● **What you should do**
Copy out the data below again, putting "Exercise" wherever "Practice step" appears and leaving everything else unchanged.

● **Excerpted records**
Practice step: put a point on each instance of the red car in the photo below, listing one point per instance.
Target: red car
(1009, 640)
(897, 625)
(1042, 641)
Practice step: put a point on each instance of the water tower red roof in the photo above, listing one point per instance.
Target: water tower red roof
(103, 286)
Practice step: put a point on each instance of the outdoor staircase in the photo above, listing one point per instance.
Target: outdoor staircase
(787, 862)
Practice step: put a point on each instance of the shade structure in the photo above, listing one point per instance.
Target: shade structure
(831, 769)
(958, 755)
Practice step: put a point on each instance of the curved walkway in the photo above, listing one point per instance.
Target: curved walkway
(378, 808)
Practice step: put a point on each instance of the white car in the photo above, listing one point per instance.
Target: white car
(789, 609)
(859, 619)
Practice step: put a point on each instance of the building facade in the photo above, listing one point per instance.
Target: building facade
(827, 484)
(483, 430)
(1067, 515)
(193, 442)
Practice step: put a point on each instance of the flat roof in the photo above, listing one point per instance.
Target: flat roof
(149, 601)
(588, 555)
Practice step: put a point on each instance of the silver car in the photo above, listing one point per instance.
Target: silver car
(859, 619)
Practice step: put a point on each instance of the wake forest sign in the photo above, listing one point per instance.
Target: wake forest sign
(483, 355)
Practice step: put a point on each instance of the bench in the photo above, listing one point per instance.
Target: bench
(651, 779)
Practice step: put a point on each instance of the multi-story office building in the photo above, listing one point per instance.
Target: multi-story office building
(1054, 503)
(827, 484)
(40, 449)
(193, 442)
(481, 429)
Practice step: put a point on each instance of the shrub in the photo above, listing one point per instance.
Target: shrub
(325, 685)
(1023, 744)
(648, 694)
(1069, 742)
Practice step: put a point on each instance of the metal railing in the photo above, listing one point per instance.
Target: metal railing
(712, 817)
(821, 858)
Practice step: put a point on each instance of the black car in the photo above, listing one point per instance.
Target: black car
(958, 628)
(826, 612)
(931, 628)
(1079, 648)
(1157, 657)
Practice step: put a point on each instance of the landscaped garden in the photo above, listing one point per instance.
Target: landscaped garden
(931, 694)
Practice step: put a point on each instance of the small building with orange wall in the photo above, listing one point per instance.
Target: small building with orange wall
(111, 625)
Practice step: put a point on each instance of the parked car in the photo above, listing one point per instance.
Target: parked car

● **Solution to the problem**
Exercise: put a point on each instance of the red car in the photo below, listing one point per instance.
Target: red car
(1009, 640)
(897, 625)
(1042, 641)
Exercise: put a point on each instance of the water tower red roof in the photo above, listing one point per instance.
Target: water tower red roof
(103, 286)
Exercise: put a point on each instance of the outdoor staircase in the photo above, listing one point per instance.
Target: outdoor staircase
(787, 862)
Exercise: put a point on each instance of the shade structure in the photo above, listing one point per instance.
Target: shade structure
(831, 769)
(958, 755)
Exercise: put a point on each instance of the curved walkway in the photo above, listing one point per instance.
Target: curved walkway
(378, 808)
Exercise: put a point on each instance of the white car in the photo above, listing one point per instance.
Target: white car
(789, 609)
(859, 619)
Exercise: put a point on each instance of the building facade in the photo above, listing one point per instance.
Target: building facade
(827, 484)
(483, 430)
(1067, 515)
(193, 442)
Exercise: put a point on each instance of the flat roof in the photo above, listing one point per instance.
Target: flat roof
(149, 601)
(588, 555)
Exercise: put a point on each instance of the silver car in the photo above, listing one point per instance.
Target: silver car
(859, 619)
Exercise: put a point on each instance of the wake forest sign in the photo above, listing one point per instance.
Target: wake forest sign
(483, 355)
Exercise: put a point on each instance of the bench in the photo above, listing one point per instance.
Target: bench
(651, 779)
Exercise: put a point on each instance of the multi-story office building in the photo above, listing one point per instance.
Target: multi-story office building
(1054, 503)
(827, 484)
(40, 449)
(193, 442)
(481, 429)
Exercise: put a point on each instance of the shrub in the photo above, listing one point per instance.
Target: shrub
(325, 685)
(1023, 744)
(648, 694)
(1069, 742)
Exercise: put a point on each instance of the metal railing in the photo above, listing one point per instance.
Target: metal railing
(712, 817)
(821, 858)
Exercise: put a point on each instance of the black car in the photo above, listing one point per instance.
Target: black car
(958, 628)
(826, 612)
(931, 628)
(1079, 648)
(1157, 657)
Exercise: put a point on each instance of the landscaped garden in the photo above, listing one point per instance.
Target: landscaped garden
(931, 694)
Exercise: put a point on each instance of the small building with orange wall in the photo above, listing one point per instance.
Target: small building with orange wall
(111, 625)
Exercise: put a point on each instance of the parked car in the photo above, listing one point per instance.
Target: parked car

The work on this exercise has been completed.